**TEXT SEGMENT**
━━━

That's interesting. In the UK it's common for stainless steel flats to be sheared from plate, but not seen it for low carbon steels.

Andrew

AdrianR07/04/2019 08:57:37
272 forum posts
20 photos

I think I was being dumb, of course black is hot rolled, haven't a clue why I thought different.

Nigel Graham 207/04/2019 11:51:40
351 forum posts

For the less pecunious of us, often using "pre-loved" metals, hot-rolled steel has the advantages of stability described above, and you are less likely to be caught out by some nice shiny stuff from the local scrap-yard being anything but free-cutting!

It is also usually readily welded, which is not recommended for leaded free-cutting steels. (EN1A will fuse, but the welds can be brittle.)

Recently I made a set of dovetail nuts to hold the magnetic read-out strip to my milling-machine table, using the slot that originally held the limit-stops. I saw this is the only practical way, on a Myford VMC mill not designed to take a DRO set. My stock was cut from old miniature-railway rail, flat-bar not profiled, scrapped as too worn and rusted for continued railway use. The worst corrosion pits were quite deep, but the nuts are sufficiently thinner than the stock to avoid them.

Years ago I worked as materials store-keeper for a manufacturer of industrial screen-printing machines, when it received a one-off order for special jigs to hold long surveying-poles for printing their rule scales (not ruler - I've read that thread!). The longest was at least 2m long, and after the miller had cut the requisite facings and channels along the BMS stock, it naturally warped. So it went off to a heat-treatment firm for normalising, but came back even more normally bent. I can't remember what they did eventually - might have used aluminium-alloy instead.

━━━

**SUPPLIED MATERIAL**
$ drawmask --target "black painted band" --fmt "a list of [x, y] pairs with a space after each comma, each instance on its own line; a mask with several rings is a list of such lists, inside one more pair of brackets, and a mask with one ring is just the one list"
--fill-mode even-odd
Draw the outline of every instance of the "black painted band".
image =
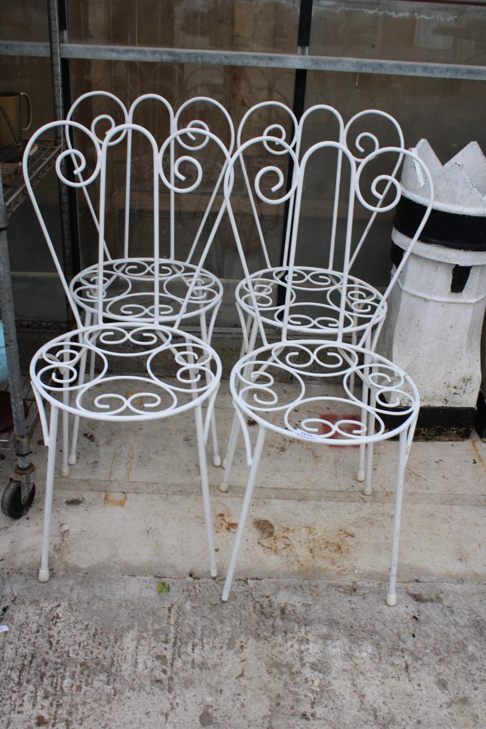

━━━

**DIRECTIVE**
Write the next part of the forum discussion on hot-rolled and free-cutting steel, picking up after its last sentence.

**EXERCISE RESPONSE**
A further tip:

Those DRO nut's dovetail chamfers are at 45º. No suitable cutter, so I drilled and tapped all the holes regularly-spaced along the strip, then drilled matching holes along a piece of angle-steel, at the same settings. Screwed the nut-strip to the angle, clamped that to the mill table so it acted as an inside-out V-block; then kept the assembly together to hold in a vice for junior-hacksawing the nuts apart.

I marked the cuts first by tiny drill-spots during the drilling and tapping process: the nuts' ends do not need be more square than by eye, and a file soon tidied them.

Note: this process order will not work in all cases. What surprised me, when at the printing-machine manufacturers, was the number of times millers making extra T-nuts would drill and tap all the holes in a bar length then expect me to separate them on an auto-feed hacksawing-machine with a well-made but poorly-designed geared-roller vice. It was definitely not for such tasks and incapable of holding short bars anyway. I had to gently suggest to these apprentice-trained, skilled machinists that the repetition would be far easier and more reliable if I cut the embryo nuts from the stock bar before machining.